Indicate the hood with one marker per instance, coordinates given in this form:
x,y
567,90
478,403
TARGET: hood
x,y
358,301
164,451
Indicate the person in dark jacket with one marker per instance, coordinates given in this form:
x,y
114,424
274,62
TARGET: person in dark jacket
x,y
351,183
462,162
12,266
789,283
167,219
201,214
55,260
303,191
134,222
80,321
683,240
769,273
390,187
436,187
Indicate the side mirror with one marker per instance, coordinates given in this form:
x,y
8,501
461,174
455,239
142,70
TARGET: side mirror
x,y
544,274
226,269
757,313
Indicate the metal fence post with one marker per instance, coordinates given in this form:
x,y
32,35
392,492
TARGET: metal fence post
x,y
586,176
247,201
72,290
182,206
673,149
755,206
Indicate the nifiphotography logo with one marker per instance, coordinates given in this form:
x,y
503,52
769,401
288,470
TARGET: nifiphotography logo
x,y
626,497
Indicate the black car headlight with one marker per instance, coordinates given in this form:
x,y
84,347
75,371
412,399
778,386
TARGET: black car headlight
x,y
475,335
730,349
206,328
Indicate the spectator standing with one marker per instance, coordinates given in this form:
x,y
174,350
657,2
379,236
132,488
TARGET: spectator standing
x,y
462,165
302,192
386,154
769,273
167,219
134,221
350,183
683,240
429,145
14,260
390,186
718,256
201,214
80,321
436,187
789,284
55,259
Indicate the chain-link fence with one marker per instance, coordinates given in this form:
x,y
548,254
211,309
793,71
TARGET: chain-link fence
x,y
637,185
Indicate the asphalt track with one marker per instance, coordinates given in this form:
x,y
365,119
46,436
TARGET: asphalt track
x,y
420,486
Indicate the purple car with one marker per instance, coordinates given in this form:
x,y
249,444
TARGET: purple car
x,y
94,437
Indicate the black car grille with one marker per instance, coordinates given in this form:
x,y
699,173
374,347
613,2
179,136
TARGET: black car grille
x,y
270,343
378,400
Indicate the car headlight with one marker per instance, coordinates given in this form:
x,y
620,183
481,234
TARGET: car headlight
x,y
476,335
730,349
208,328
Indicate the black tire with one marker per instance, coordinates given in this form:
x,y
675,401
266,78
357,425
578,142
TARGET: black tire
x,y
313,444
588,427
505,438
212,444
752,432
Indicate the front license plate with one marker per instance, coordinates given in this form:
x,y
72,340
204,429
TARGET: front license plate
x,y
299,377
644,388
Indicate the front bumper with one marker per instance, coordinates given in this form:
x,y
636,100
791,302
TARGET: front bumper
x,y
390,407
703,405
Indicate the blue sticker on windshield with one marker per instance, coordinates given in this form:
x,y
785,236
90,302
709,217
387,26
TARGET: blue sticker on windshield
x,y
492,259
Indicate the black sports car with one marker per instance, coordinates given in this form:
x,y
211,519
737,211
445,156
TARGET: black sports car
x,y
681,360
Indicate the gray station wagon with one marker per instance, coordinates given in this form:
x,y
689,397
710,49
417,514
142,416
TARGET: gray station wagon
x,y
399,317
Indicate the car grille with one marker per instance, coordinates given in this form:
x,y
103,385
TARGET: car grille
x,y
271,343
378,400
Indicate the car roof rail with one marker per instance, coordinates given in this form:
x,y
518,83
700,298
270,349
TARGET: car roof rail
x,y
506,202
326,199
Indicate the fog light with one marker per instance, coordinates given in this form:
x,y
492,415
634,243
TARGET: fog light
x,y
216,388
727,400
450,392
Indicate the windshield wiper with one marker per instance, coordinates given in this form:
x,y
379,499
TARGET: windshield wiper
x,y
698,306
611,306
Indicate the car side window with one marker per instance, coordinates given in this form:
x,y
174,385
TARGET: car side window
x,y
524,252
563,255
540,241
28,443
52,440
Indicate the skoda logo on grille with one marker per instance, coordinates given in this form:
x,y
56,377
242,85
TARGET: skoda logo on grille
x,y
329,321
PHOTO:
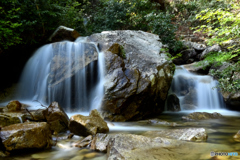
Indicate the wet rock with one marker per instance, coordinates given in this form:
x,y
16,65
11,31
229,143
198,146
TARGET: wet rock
x,y
10,118
236,137
128,146
202,116
90,155
36,115
84,143
214,48
13,106
188,134
194,45
88,125
26,135
56,117
117,49
173,103
64,33
132,90
158,122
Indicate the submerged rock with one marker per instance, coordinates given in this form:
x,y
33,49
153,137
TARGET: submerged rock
x,y
88,125
56,117
129,146
84,143
26,135
202,116
187,134
135,86
158,122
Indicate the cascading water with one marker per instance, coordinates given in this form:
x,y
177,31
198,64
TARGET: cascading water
x,y
196,91
71,73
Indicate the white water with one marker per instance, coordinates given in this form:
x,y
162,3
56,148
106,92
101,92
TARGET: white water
x,y
75,87
202,88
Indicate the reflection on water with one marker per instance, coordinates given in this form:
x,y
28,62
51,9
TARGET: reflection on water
x,y
220,139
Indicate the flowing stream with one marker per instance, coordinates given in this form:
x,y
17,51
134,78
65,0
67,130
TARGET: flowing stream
x,y
71,73
196,92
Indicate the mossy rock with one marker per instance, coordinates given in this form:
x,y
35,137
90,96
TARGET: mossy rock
x,y
118,49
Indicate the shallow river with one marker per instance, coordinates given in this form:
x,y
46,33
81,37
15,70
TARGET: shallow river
x,y
220,138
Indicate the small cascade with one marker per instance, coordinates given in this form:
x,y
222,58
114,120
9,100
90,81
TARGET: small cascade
x,y
196,92
71,73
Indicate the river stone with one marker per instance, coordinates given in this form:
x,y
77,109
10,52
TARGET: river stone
x,y
173,103
187,134
202,116
84,142
214,48
56,117
26,135
194,45
156,121
64,33
88,125
13,106
129,146
10,118
135,86
236,137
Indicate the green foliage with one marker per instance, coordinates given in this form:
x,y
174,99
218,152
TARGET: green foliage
x,y
9,26
122,52
133,15
229,78
160,24
28,22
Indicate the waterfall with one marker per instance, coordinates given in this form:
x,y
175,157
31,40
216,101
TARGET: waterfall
x,y
196,92
71,73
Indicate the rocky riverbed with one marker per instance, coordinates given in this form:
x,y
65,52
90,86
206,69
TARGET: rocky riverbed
x,y
169,136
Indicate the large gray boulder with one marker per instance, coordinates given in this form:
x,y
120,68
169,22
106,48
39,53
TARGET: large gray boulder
x,y
141,147
26,135
138,79
187,134
202,116
56,117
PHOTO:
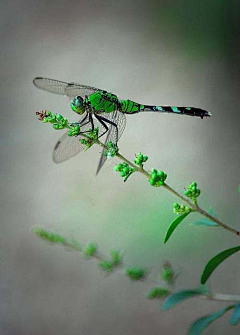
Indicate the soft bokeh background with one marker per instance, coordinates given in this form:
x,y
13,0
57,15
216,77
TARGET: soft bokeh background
x,y
153,52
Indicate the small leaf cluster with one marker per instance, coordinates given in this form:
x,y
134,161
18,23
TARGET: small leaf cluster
x,y
49,236
158,293
124,170
59,122
140,159
136,273
91,138
180,209
192,191
112,149
157,178
168,274
74,130
111,264
89,250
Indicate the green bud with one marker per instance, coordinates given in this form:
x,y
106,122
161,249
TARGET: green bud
x,y
59,117
160,174
154,176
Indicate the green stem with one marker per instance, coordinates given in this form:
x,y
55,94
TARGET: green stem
x,y
209,296
222,297
193,206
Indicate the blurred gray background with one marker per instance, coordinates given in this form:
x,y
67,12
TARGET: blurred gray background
x,y
180,53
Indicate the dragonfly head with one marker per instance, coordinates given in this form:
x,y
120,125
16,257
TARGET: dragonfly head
x,y
78,105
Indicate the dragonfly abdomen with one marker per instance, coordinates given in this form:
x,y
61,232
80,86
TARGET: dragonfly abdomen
x,y
191,111
130,107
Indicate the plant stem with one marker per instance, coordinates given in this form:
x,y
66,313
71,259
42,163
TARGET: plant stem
x,y
193,206
222,297
209,296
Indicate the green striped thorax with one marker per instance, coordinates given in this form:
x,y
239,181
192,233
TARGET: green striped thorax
x,y
104,102
78,105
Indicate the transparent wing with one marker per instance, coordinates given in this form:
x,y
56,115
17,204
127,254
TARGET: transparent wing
x,y
66,147
62,88
69,146
113,134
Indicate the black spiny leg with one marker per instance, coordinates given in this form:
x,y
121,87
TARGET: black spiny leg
x,y
101,119
102,123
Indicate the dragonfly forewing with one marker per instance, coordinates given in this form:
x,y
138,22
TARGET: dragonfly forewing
x,y
62,88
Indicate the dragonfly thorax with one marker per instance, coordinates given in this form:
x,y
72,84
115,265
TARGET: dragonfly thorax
x,y
103,102
78,105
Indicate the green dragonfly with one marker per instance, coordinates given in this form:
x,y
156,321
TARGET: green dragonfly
x,y
99,108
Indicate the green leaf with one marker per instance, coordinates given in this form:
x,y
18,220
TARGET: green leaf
x,y
89,250
174,225
235,318
106,266
49,236
180,296
215,261
116,257
207,222
199,325
158,293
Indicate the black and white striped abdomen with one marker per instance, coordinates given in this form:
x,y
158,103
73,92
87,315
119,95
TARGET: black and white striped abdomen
x,y
191,111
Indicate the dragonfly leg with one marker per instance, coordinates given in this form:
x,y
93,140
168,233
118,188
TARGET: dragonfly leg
x,y
102,123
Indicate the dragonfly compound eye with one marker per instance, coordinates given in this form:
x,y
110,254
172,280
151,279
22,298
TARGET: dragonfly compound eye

———

__STATED TASK__
Reproduce the lines word for word, starting at the one holding "Indicate the transparent" and ending at the final line of the material above.

__FINAL RESULT__
Indicate the transparent wing with one marker per instance, coordinates given in this form:
x,y
56,115
17,204
127,254
TARGET: transparent wing
x,y
66,147
62,88
69,146
113,134
Indicate the black spiny leg with one marker per instance, coordinates given in this form:
x,y
121,87
TARGET: black spiny leg
x,y
101,119
102,123
Indicate the dragonfly forewing with one marker per instance, coordinates given in this form:
x,y
138,22
TARGET: dragonfly forewing
x,y
62,88
Indicate the dragonfly thorax with one marker per instance, coordinates given in this form:
x,y
72,84
115,265
TARGET: dragonfly thorax
x,y
103,102
78,105
Indicate the green dragonfly with one marker per instance, coordinates given in this form:
x,y
156,321
TARGET: green dragonfly
x,y
99,108
Indicate the green leaf with one marker per instance, coordinates given in this form:
x,y
18,220
TARGET: green leaf
x,y
89,250
174,225
235,318
106,266
49,236
180,296
215,261
116,257
207,222
199,325
158,293
Indicate the black and white striped abdomen with one marker per instance, coordinates given in this form:
x,y
158,103
73,92
87,315
119,95
TARGET: black and white striped abdomen
x,y
191,111
Indicate the dragonfly leg with one marker per instance, coordinates given in this form:
x,y
93,140
168,233
118,188
TARGET: dragonfly leg
x,y
102,123
Indicate the dragonfly compound eye with one marker per instance, coordinates given in this form:
x,y
110,254
172,280
151,279
22,298
TARGET: dragonfly compound eye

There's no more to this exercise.